Directions for this task
Reproduce the material below, swapping each occurrence of "innermost point" for "central point" and changing nothing else.

Records shown
= = = =

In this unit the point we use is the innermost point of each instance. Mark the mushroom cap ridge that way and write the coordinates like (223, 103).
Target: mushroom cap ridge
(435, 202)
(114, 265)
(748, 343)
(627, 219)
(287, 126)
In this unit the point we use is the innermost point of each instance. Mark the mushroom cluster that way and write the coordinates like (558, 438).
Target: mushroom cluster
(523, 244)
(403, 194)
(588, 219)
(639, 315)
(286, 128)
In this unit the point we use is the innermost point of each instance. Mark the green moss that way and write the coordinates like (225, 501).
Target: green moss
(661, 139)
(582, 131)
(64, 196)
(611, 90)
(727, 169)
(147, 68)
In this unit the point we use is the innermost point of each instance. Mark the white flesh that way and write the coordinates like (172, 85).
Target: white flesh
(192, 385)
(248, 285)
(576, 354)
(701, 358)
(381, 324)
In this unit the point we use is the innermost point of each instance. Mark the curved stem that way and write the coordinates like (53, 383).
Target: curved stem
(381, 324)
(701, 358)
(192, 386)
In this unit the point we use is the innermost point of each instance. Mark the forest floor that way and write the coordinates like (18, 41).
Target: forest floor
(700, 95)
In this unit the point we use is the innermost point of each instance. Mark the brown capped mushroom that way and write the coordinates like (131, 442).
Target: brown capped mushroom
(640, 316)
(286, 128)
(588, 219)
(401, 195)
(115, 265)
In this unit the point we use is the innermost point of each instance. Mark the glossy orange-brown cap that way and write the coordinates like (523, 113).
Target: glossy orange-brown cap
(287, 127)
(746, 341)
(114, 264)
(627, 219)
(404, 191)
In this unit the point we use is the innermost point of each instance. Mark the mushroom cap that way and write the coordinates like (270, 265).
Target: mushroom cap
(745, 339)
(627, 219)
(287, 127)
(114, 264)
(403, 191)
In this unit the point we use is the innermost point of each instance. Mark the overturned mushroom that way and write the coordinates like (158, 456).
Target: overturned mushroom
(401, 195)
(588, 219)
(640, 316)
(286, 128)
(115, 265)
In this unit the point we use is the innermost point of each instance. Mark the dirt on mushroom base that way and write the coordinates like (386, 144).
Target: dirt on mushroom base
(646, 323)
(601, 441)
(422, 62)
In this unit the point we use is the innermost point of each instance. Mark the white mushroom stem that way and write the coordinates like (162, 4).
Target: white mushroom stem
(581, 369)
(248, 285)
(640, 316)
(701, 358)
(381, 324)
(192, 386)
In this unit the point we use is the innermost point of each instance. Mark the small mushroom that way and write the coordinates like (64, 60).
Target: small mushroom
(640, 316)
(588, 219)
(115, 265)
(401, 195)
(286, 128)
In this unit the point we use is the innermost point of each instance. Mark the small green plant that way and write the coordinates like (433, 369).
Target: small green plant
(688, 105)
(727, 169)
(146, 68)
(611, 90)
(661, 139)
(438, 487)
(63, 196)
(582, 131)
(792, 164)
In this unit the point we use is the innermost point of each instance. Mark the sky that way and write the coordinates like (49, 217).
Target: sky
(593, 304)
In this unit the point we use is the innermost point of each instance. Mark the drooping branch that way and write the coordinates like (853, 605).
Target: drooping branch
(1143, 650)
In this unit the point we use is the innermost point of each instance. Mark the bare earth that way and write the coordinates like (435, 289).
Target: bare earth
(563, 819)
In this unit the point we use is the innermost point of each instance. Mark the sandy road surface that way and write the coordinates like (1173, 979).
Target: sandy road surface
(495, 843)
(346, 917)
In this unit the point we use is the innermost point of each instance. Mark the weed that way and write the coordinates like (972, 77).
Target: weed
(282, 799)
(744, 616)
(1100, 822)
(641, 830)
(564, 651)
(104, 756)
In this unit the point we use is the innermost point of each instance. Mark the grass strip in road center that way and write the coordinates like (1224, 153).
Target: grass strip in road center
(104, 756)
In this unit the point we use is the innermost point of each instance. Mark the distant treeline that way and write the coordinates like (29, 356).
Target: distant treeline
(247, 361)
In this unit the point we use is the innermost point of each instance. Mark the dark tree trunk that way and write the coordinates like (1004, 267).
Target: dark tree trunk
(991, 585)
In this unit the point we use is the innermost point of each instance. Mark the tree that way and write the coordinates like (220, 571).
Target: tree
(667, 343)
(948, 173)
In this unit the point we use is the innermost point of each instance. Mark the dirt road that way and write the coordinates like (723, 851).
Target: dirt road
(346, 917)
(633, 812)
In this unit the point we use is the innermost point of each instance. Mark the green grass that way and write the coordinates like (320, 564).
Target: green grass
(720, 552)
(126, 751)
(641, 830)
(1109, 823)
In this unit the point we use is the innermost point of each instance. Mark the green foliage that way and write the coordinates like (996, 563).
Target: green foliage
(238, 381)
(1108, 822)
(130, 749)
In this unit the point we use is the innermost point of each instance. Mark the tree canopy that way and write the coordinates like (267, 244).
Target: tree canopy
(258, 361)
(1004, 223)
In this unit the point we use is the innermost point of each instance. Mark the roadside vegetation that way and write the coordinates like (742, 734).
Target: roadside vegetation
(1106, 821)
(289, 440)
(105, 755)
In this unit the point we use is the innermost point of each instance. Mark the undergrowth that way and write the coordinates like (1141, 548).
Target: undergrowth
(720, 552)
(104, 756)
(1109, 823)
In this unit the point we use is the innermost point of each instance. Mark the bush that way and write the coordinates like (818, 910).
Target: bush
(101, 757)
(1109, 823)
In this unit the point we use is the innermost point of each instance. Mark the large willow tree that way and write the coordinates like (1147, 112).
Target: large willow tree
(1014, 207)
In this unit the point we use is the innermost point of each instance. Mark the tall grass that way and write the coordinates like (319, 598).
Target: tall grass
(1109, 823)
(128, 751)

= = = =

Result of the exercise
In this unit the point we use is the central point of each instance. Mark the mushroom cap ridge that way and write the coordinates like (223, 103).
Target: mushroom cap ridge
(435, 202)
(114, 265)
(748, 343)
(627, 219)
(287, 126)
In this unit the point we use is the central point of each instance. Mark the mushroom cluster that way and write the coordinates like (558, 438).
Target: mushroom cluster
(523, 244)
(403, 194)
(588, 219)
(639, 315)
(286, 128)
In this unit the point we use is the central point of each instance. Mark the green moss that way and write the coordinates like (225, 501).
Target: green moss
(661, 139)
(582, 131)
(64, 196)
(611, 90)
(727, 169)
(147, 68)
In this unit the point we use is the central point of each instance. Mark the white flesh that way and write the coordinates like (172, 85).
Target: white flesh
(192, 385)
(248, 285)
(576, 354)
(701, 358)
(381, 324)
In this unit the point we use is the central point of each instance. Mark the curved stem that way and write the coordinates like (53, 383).
Target: curved stem
(381, 324)
(701, 358)
(192, 386)
In this unit the point we use is the central point of each instance. Mark the forest floor that way and write the coordinates like (18, 41).
Target: forest floor
(700, 95)
In this unit the point we use is the central point of each instance. Mark the brown capped mushroom that way and write the coordinates like (131, 442).
Target: brown capped mushroom
(640, 316)
(286, 128)
(588, 219)
(401, 195)
(115, 265)
In this unit the point we use is the central point of each instance. Mark the glossy orange-brown cap that way and write the coordinates like (523, 113).
Target: glossy orange-brown cap
(287, 127)
(746, 341)
(114, 264)
(627, 219)
(404, 191)
In this unit the point we use is the central point of each instance. Mark the mushroom cap that way and write the coordinates like (270, 265).
Target: mushroom cap
(745, 339)
(627, 219)
(287, 127)
(114, 264)
(403, 191)
In this unit the point we use is the central point of each instance. Mark the overturned mushroom that way and write the coordinates like (158, 456).
Target: overturned mushroom
(401, 195)
(588, 219)
(640, 316)
(286, 128)
(115, 265)
In this unit the point we use is the central point of each instance. Mark the dirt on mushroom base that way and write the coordinates like (386, 144).
Target: dirt on mushroom base
(646, 323)
(601, 441)
(422, 62)
In this unit the point we use is the central point of each instance. Mark the white mushroom stem that way and write the coordinates like (162, 4).
Target: white mushroom stem
(581, 369)
(248, 285)
(640, 316)
(701, 358)
(381, 324)
(192, 386)
In this unit the point we use is the central point of each instance. Mark the small mushroom that way and write the coordinates like (64, 60).
Target: small mushroom
(640, 316)
(588, 219)
(115, 265)
(401, 195)
(286, 128)
In this unit the point we use is the central point of each instance. Mark the small green plant that way and write the coordinates like (433, 369).
Target: small green plant
(688, 105)
(727, 169)
(146, 68)
(611, 90)
(661, 139)
(438, 487)
(63, 196)
(582, 131)
(792, 164)
In this unit the point we use is the central point of each instance. Mark the sky that way and write the coordinates like (49, 217).
Target: sky
(593, 304)
In this unit the point we use is the central point of each instance. Mark the drooping branch that way and write the coordinates like (853, 605).
Target: drooping branch
(1143, 650)
In this unit the point we use is the central point of each instance. Mark the bare earth that way and write the coordinates like (435, 289).
Target: bare earth
(563, 819)
In this unit the point we use is the central point of each instance. Mark the sandy road surface that way and write the coordinates like (1173, 979).
Target: sandy road surface
(495, 843)
(346, 917)
In this unit the point we use is the central point of each instance. Mark the weed that way and write the coordinates like (972, 77).
Target: weed
(282, 799)
(744, 616)
(1100, 822)
(641, 830)
(564, 651)
(104, 756)
In this unit the point we use is the central point of each instance. Mark the grass strip in road center that way and write the coordinates like (1224, 153).
Target: grass strip in road center
(104, 756)
In this unit the point we use is the central point of each instance. Mark the distant treeline that way and write the coordinates like (29, 356).
Target: distant treeline
(247, 361)
In this unit the point we use is the central point of each instance. Mark the dark tree trunk that way and write the coordinates like (1004, 267).
Target: dark tree trunk
(991, 585)
In this unit the point we use is the central point of each instance. Mark the tree that way and write the coordinates like (220, 571).
Target: tree
(667, 343)
(948, 173)
In this unit the point we use is the central point of each instance. Mark the dirt road that way and write the coordinates like (723, 851).
Target: dirt road
(346, 917)
(633, 812)
In this unit the point we use is the central point of each instance. Mark the green grass that way and write the coordinates like (320, 564).
Target: green grass
(720, 552)
(126, 751)
(641, 830)
(1109, 823)
In this unit the point we use is the central point of each instance. Mark the green foliage that way and write the coordinates like (996, 563).
Target: green foliage
(238, 381)
(1108, 822)
(130, 749)
In this unit the point we use is the central point of each instance. Mark the tree canopy that way and write the coordinates like (267, 244).
Target: tree canopy
(258, 361)
(1004, 223)
In this unit the point we use is the central point of each instance. Mark the roadside vegetation that way and write the coordinates like (742, 734).
Target: roadside vegetation
(1106, 821)
(289, 440)
(105, 755)
In this unit the point we use is the central point of each instance. Mark the undergrowth that way and write the coordinates like (1141, 548).
Target: undergrowth
(720, 552)
(104, 756)
(1109, 823)
In this unit the point we use is the central point of each instance. Mark the bush that way and write the coordinates like (818, 910).
Target: bush
(101, 757)
(1109, 823)
In this unit the point we use is the central point of each instance. Mark the large willow tree that way and write the coordinates like (1147, 112).
Target: large willow tree
(1014, 207)
In this unit the point we use is the central point of each instance. Mark the tall grass that way and write the coordinates like (319, 598).
Target: tall grass
(1109, 823)
(128, 751)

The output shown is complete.